Top of Recorded information

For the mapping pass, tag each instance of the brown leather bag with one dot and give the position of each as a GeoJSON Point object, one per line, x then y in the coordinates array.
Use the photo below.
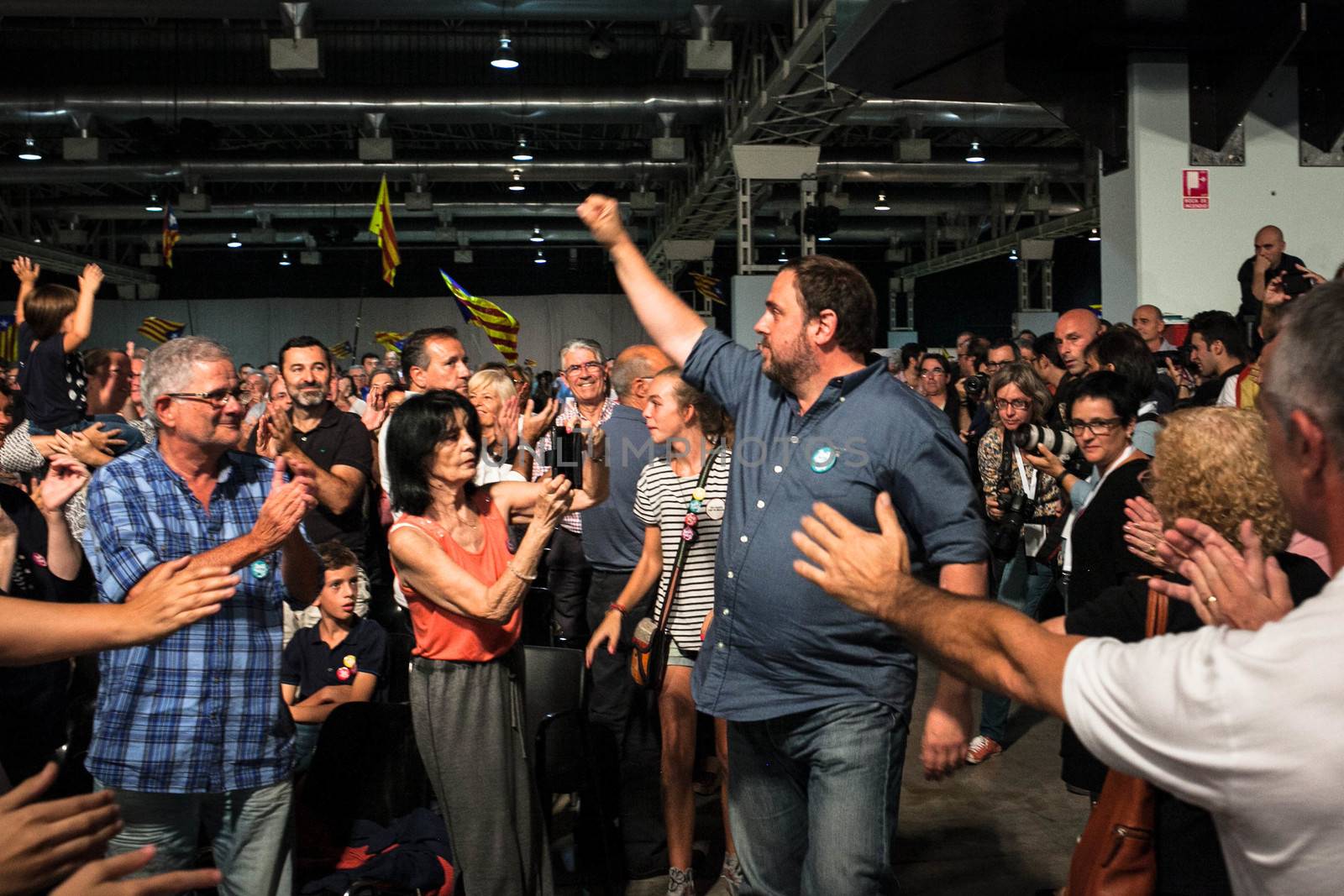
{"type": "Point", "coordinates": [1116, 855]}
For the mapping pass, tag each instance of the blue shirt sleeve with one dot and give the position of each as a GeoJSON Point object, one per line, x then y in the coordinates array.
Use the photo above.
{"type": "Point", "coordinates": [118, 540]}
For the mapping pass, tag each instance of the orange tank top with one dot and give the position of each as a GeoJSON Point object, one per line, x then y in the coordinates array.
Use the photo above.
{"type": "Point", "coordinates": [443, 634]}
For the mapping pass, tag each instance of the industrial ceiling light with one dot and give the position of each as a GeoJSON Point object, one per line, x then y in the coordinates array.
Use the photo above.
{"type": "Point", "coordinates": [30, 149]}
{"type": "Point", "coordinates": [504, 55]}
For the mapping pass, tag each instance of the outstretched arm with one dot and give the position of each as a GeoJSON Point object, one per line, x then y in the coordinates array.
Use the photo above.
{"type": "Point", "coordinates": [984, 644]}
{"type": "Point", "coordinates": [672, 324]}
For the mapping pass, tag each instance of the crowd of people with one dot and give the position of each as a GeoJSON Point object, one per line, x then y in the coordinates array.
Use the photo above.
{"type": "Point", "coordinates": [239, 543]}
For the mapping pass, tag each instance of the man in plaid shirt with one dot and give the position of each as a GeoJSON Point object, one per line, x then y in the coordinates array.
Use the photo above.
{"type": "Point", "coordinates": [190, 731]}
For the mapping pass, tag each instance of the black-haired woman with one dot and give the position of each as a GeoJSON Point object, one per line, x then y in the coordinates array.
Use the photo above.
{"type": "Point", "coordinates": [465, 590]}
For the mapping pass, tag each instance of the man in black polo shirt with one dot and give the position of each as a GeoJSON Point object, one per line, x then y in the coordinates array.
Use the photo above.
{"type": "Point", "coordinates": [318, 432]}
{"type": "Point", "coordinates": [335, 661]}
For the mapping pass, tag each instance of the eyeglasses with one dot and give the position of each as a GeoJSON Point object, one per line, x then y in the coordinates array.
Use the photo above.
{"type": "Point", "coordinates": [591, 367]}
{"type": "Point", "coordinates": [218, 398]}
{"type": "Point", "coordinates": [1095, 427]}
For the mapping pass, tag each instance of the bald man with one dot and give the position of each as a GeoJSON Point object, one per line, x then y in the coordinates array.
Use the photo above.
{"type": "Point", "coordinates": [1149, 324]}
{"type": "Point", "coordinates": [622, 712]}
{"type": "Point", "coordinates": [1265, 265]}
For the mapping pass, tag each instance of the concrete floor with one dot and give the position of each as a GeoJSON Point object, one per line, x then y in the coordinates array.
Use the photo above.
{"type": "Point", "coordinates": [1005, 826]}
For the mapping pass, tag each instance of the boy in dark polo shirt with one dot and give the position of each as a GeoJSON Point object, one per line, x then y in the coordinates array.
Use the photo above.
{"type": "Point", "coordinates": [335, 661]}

Bottom of Recorded information
Top of Recorded information

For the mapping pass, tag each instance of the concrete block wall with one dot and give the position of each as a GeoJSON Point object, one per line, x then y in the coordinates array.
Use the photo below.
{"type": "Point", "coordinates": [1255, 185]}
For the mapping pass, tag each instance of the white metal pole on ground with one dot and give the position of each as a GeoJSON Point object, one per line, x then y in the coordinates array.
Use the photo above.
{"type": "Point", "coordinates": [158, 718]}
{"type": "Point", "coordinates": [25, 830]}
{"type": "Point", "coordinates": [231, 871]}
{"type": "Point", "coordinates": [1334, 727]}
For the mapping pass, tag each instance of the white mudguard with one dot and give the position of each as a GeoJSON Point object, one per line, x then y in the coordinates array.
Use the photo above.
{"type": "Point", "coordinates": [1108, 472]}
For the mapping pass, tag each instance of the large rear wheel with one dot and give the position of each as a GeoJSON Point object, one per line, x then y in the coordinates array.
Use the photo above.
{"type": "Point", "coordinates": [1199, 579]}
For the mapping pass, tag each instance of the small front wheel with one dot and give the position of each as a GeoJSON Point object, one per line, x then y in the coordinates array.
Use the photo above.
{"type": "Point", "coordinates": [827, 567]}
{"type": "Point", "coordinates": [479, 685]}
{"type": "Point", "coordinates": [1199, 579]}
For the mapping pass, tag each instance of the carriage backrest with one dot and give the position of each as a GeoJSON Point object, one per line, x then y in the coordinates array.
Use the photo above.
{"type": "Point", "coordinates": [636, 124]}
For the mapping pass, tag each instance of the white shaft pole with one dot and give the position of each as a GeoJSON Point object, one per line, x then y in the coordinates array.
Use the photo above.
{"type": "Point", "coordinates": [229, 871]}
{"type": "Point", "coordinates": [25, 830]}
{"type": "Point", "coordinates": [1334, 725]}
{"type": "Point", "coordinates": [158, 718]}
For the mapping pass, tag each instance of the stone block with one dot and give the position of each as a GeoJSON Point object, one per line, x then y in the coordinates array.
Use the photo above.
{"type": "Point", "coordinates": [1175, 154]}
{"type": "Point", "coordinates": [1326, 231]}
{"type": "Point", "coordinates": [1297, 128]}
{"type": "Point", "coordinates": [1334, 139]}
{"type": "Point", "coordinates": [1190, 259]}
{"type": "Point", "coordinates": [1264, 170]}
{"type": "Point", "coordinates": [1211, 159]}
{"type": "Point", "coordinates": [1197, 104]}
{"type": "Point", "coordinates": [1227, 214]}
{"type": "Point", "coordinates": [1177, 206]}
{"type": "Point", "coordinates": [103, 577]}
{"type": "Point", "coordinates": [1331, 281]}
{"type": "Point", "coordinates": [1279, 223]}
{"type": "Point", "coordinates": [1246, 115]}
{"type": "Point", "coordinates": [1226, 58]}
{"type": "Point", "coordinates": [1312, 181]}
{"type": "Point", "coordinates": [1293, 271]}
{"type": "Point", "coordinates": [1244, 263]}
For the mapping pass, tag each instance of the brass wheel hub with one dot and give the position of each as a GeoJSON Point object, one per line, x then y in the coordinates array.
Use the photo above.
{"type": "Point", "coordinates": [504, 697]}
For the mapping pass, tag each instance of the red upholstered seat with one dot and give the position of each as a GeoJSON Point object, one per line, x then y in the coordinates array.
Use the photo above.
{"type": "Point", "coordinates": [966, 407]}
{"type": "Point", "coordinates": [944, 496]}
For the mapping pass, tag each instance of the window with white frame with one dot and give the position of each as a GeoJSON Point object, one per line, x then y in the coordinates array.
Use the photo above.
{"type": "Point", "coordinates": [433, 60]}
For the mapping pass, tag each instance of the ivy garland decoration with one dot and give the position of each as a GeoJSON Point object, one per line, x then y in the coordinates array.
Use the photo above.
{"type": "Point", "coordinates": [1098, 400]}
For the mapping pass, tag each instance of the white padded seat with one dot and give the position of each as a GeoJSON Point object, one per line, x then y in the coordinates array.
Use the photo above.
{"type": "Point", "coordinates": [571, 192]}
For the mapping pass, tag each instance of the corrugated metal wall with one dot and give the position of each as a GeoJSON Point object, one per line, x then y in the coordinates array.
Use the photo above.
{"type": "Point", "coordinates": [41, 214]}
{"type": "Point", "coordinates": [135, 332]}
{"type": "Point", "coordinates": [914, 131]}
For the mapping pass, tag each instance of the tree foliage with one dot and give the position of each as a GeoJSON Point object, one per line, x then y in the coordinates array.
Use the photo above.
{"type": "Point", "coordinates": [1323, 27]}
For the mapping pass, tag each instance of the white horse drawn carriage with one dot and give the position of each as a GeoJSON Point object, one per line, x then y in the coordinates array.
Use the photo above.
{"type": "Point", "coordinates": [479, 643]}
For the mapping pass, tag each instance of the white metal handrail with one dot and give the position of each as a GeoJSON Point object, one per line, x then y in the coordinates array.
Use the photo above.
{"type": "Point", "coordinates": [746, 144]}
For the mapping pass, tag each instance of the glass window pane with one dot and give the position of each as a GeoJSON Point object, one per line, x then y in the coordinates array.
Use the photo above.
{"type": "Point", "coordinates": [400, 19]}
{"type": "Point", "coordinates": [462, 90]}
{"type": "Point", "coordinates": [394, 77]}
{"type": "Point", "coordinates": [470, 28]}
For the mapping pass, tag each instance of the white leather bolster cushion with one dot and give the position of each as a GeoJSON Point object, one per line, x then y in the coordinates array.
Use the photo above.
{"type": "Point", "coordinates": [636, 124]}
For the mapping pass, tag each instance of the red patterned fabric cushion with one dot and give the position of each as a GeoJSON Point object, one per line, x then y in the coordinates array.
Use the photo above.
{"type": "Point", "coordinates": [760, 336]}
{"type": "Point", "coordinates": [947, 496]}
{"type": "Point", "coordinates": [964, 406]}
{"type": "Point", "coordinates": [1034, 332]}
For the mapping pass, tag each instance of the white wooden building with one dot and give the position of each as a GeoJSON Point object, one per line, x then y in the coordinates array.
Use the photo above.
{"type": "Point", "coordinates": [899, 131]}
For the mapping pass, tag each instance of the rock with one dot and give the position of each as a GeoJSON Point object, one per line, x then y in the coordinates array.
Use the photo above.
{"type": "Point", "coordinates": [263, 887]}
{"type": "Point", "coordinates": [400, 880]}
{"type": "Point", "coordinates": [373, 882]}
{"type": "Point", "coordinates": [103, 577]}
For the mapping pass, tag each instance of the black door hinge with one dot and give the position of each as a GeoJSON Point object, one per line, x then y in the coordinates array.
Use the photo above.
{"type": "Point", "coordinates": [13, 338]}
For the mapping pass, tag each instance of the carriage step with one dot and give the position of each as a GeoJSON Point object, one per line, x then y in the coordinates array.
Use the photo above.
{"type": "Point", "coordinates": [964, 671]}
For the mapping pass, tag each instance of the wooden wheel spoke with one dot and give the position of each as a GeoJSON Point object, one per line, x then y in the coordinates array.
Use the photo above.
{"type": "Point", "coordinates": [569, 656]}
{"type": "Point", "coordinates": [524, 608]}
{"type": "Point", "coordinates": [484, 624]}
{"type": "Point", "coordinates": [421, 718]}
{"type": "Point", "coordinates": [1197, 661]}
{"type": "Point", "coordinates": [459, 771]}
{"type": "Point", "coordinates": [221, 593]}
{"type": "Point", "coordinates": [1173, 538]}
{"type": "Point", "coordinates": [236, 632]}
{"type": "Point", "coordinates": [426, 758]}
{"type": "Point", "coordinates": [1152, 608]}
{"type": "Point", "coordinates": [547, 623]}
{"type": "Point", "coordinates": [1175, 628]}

Bottom of Recorded information
Top of Recorded information

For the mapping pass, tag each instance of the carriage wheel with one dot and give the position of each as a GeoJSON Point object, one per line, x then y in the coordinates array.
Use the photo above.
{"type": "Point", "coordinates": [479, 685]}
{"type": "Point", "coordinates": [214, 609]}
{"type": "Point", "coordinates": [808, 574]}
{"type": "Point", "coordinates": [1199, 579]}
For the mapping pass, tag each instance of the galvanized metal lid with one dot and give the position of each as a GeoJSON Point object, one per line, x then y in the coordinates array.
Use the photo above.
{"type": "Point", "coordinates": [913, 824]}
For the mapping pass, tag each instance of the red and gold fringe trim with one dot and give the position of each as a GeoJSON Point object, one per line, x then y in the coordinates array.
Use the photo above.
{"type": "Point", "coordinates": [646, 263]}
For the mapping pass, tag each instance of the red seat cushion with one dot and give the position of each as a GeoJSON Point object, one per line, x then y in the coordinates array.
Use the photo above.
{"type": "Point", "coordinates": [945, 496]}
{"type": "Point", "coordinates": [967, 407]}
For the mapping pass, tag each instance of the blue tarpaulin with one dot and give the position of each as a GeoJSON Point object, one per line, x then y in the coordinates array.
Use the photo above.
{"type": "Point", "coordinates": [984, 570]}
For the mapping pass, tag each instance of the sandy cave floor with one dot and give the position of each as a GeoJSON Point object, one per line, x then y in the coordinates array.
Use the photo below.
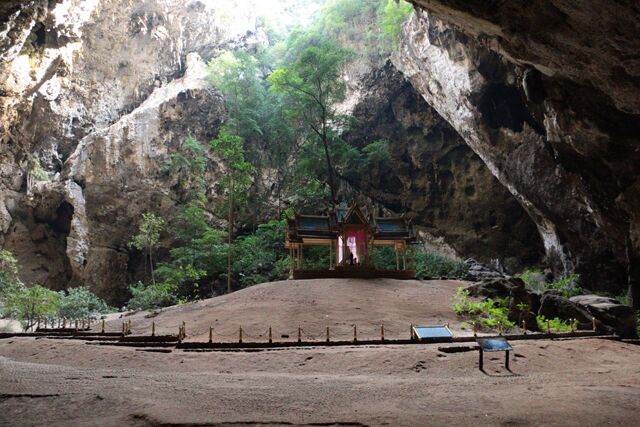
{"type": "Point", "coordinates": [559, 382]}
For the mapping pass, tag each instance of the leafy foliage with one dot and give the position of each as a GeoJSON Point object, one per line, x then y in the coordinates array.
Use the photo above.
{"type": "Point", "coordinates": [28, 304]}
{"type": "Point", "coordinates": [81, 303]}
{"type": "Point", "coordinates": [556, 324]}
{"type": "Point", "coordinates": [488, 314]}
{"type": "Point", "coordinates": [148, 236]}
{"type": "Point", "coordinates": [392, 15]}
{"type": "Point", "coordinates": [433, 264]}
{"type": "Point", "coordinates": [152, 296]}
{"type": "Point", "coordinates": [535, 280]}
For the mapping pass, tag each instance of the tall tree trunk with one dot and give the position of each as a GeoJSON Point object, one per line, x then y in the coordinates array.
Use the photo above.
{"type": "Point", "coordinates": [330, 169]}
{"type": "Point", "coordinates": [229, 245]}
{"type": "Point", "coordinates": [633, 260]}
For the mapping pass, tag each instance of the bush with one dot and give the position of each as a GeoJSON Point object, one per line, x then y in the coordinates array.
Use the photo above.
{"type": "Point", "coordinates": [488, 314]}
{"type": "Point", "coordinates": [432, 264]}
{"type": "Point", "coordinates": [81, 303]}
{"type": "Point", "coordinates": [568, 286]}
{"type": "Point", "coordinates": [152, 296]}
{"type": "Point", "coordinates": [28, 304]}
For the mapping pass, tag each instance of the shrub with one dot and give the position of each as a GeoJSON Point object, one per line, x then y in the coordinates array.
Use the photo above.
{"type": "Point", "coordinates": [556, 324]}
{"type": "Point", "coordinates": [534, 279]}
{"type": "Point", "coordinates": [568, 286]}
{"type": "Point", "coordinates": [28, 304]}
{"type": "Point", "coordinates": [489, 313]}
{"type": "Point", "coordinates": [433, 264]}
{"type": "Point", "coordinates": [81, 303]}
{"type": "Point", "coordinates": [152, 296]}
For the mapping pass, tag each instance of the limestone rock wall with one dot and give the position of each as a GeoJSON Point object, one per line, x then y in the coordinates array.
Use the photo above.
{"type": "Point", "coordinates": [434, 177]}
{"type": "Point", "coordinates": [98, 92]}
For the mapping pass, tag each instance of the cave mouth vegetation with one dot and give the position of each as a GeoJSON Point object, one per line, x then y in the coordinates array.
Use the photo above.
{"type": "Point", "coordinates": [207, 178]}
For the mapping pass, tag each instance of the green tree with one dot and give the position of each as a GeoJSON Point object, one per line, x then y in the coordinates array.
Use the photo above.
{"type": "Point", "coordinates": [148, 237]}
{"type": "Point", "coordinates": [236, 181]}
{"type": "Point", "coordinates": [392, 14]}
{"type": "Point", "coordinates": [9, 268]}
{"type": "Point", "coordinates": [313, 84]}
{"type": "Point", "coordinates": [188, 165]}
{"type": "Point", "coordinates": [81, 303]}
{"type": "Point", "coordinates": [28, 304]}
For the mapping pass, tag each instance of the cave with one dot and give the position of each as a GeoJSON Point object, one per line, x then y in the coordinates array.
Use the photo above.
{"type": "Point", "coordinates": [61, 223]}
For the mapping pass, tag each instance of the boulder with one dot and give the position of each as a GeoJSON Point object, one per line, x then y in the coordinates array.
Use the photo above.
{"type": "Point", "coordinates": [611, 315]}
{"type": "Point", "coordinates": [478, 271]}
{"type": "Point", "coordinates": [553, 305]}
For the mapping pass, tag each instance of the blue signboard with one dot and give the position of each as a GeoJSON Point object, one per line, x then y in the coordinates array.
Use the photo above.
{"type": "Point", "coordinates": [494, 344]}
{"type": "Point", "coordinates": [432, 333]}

Bottom of Recorded information

About this task: When you reach the line containing "For the mapping pass, tag each instance of the outstretched" in the data above, start copying exactly, and stop after the line containing "For the mapping pass, tag each instance of the crowd".

Answer to the problem:
For the mapping pass, tag each instance of the outstretched arm with one dot and give the position of each as a GeoJSON Point object, one per line, x then y in the coordinates array.
Use the photo above.
{"type": "Point", "coordinates": [984, 644]}
{"type": "Point", "coordinates": [672, 324]}
For the mapping pass, tag each instance of the crowd of people with one dot and give the position of each as a GeoJSON Point object, one per line, x then y in the coordinates array.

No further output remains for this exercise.